• [Saved data entries]:
+---+

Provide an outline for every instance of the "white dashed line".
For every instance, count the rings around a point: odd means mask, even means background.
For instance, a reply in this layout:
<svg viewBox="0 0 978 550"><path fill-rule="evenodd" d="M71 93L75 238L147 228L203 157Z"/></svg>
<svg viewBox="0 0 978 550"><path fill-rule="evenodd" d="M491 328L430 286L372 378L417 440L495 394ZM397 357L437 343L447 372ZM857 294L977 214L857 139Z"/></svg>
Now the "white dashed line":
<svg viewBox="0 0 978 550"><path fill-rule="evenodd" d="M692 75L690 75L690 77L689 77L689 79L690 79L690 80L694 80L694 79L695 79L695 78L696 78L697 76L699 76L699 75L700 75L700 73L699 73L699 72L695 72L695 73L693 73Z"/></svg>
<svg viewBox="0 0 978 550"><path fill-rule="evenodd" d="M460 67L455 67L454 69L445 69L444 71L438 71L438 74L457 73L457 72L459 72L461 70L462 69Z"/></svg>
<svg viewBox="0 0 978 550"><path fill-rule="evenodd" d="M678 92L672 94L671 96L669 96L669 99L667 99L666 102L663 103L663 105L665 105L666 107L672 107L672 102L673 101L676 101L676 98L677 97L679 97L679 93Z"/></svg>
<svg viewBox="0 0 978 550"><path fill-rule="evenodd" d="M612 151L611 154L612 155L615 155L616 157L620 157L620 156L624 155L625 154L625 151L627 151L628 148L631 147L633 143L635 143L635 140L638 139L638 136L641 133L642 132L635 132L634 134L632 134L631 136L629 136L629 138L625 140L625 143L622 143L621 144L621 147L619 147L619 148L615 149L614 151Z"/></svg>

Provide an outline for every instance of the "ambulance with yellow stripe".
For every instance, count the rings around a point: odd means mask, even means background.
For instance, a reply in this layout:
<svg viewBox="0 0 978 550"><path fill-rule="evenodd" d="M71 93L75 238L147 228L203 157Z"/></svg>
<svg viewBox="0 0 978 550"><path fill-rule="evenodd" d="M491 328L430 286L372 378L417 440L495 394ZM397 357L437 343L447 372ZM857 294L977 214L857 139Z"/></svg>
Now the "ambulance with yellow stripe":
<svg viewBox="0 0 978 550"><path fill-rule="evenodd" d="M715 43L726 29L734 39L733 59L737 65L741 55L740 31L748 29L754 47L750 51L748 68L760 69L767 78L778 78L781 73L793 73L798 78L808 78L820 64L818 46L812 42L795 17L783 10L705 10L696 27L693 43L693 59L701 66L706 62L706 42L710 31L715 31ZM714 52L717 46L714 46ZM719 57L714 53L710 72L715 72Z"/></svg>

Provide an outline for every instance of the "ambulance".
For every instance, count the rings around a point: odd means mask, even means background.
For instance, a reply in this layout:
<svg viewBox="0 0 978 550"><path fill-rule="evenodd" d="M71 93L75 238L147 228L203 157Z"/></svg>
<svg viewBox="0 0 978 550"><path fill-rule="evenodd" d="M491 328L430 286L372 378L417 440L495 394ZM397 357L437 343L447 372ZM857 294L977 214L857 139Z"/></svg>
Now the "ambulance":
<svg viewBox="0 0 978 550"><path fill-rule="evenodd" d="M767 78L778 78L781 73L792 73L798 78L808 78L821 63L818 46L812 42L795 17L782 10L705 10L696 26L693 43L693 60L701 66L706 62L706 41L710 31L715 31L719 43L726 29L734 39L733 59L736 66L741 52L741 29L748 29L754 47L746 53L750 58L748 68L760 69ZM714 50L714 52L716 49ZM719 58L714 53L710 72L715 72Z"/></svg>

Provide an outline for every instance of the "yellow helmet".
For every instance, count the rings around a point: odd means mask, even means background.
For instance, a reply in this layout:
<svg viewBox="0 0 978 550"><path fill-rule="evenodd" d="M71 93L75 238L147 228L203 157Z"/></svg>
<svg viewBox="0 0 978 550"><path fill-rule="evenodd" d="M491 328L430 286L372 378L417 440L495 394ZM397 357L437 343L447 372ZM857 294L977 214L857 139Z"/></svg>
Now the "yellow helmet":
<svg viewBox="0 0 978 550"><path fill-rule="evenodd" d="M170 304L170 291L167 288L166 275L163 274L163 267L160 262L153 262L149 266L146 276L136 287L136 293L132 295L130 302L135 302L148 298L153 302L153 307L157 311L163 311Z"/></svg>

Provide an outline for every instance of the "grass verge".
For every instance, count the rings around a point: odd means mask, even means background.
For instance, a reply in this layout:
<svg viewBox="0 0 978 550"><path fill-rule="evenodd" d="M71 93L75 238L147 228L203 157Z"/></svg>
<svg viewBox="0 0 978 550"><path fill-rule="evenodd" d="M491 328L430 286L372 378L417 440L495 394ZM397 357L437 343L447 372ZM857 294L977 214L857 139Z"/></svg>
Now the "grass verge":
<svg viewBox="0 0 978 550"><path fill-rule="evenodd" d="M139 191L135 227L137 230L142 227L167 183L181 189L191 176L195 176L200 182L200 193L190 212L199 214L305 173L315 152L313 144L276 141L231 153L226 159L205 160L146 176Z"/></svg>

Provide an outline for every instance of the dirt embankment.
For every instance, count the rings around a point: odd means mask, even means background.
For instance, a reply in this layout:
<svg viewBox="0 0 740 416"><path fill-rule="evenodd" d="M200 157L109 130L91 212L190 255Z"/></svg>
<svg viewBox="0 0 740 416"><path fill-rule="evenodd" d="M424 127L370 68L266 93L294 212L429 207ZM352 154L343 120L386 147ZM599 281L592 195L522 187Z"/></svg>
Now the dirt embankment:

+---+

• [What this task involves]:
Reproduce all the entries above. Match them exactly.

• [Result of this exercise]:
Provide an outline for every instance of the "white dashed line".
For every instance, count the rings around a point: odd means mask, even means background.
For instance, a reply in this layout:
<svg viewBox="0 0 978 550"><path fill-rule="evenodd" d="M71 93L75 238L147 228L203 157Z"/></svg>
<svg viewBox="0 0 978 550"><path fill-rule="evenodd" d="M491 328L430 286L372 378L417 440L495 394ZM397 357L437 343L447 372ZM857 294L977 214L857 139Z"/></svg>
Now the "white dashed line":
<svg viewBox="0 0 978 550"><path fill-rule="evenodd" d="M692 75L690 75L690 77L689 77L689 79L690 79L690 80L694 80L694 79L695 79L695 78L696 78L697 76L699 76L699 75L700 75L700 73L699 73L699 72L695 72L695 73L693 73Z"/></svg>
<svg viewBox="0 0 978 550"><path fill-rule="evenodd" d="M460 67L455 67L454 69L445 69L444 71L438 71L438 74L457 73L457 72L459 72L461 70L462 69Z"/></svg>
<svg viewBox="0 0 978 550"><path fill-rule="evenodd" d="M678 92L672 94L671 96L669 96L669 99L667 99L666 102L663 103L663 105L665 105L666 107L672 107L672 102L673 101L676 101L676 98L677 97L679 97L679 93Z"/></svg>
<svg viewBox="0 0 978 550"><path fill-rule="evenodd" d="M612 151L611 154L612 155L615 155L616 157L620 157L620 156L624 155L625 154L625 151L627 151L628 148L631 147L633 143L635 143L635 140L638 139L638 136L641 133L642 132L635 132L634 134L632 134L631 136L629 136L629 138L625 140L625 143L622 143L621 144L621 147L619 147L619 148L615 149L614 151Z"/></svg>

Provide an outline for every instance of the "ambulance with yellow stripe".
For every instance, count the rings around a point: odd means mask, even means background.
For instance, a reply in this layout:
<svg viewBox="0 0 978 550"><path fill-rule="evenodd" d="M71 93L75 238L147 228L203 157Z"/></svg>
<svg viewBox="0 0 978 550"><path fill-rule="evenodd" d="M491 328L430 286L372 378L417 440L495 394ZM397 357L437 343L447 372ZM857 294L977 214L857 139Z"/></svg>
Now the "ambulance with yellow stripe":
<svg viewBox="0 0 978 550"><path fill-rule="evenodd" d="M715 43L726 29L734 39L733 59L737 65L741 55L740 31L748 29L754 47L750 51L748 68L760 69L767 78L778 78L781 73L793 73L798 78L808 78L820 64L818 46L812 42L795 17L783 10L705 10L696 27L693 43L693 59L701 66L706 62L706 42L710 31L715 31ZM714 52L717 46L714 46ZM719 57L714 53L710 72L715 72Z"/></svg>

Provide an outline for every instance of the "ambulance".
For every instance, count the rings around a point: odd means mask, even means background.
For instance, a reply in this layout:
<svg viewBox="0 0 978 550"><path fill-rule="evenodd" d="M71 93L75 238L147 228L203 157Z"/></svg>
<svg viewBox="0 0 978 550"><path fill-rule="evenodd" d="M491 328L430 286L372 378L417 440L495 394ZM397 357L437 343L447 372ZM857 294L977 214L857 139Z"/></svg>
Now the "ambulance":
<svg viewBox="0 0 978 550"><path fill-rule="evenodd" d="M767 78L778 78L781 73L792 73L798 78L808 78L821 63L818 46L812 42L795 17L782 10L705 10L696 26L693 43L693 60L701 66L706 62L706 41L710 31L715 31L719 43L726 29L734 39L733 59L736 66L741 52L741 29L748 29L754 47L746 53L750 58L748 68L760 69ZM714 50L714 52L716 49ZM719 58L714 53L710 72L715 72Z"/></svg>

Provide an outline for every instance of the "yellow helmet".
For every instance, count the rings around a point: odd means mask, even means background.
For instance, a reply in this layout:
<svg viewBox="0 0 978 550"><path fill-rule="evenodd" d="M71 93L75 238L147 228L203 157Z"/></svg>
<svg viewBox="0 0 978 550"><path fill-rule="evenodd" d="M491 328L430 286L372 378L417 440L495 394ZM397 357L437 343L447 372ZM857 294L977 214L857 139Z"/></svg>
Now the "yellow helmet":
<svg viewBox="0 0 978 550"><path fill-rule="evenodd" d="M170 304L170 291L167 288L166 275L163 274L163 267L160 262L153 262L149 266L146 276L136 287L136 293L132 295L130 302L135 302L148 298L153 302L153 307L157 311L163 311Z"/></svg>

Provide an outline for every instance of the "grass verge".
For every instance, count the rings around a point: odd means mask, even means background.
For instance, a reply in this layout:
<svg viewBox="0 0 978 550"><path fill-rule="evenodd" d="M71 93L75 238L147 228L203 157Z"/></svg>
<svg viewBox="0 0 978 550"><path fill-rule="evenodd" d="M491 328L430 286L372 378L417 440L495 394ZM397 357L437 343L447 372ZM857 294L977 214L857 139Z"/></svg>
Now the "grass verge":
<svg viewBox="0 0 978 550"><path fill-rule="evenodd" d="M139 191L135 227L137 230L142 227L167 183L181 189L191 176L195 176L200 182L200 193L190 212L199 214L305 173L315 152L313 144L276 141L231 153L226 159L205 160L146 176Z"/></svg>

Provide an outline for every instance of the dirt embankment.
For every instance, count the rings around a point: odd means mask, even means background.
For instance, a reply in this layout:
<svg viewBox="0 0 740 416"><path fill-rule="evenodd" d="M200 157L109 130L91 212L190 255Z"/></svg>
<svg viewBox="0 0 740 416"><path fill-rule="evenodd" d="M424 127L370 68L266 93L294 212L429 207ZM352 154L343 120L386 147ZM599 281L592 195L522 187Z"/></svg>
Now the dirt embankment:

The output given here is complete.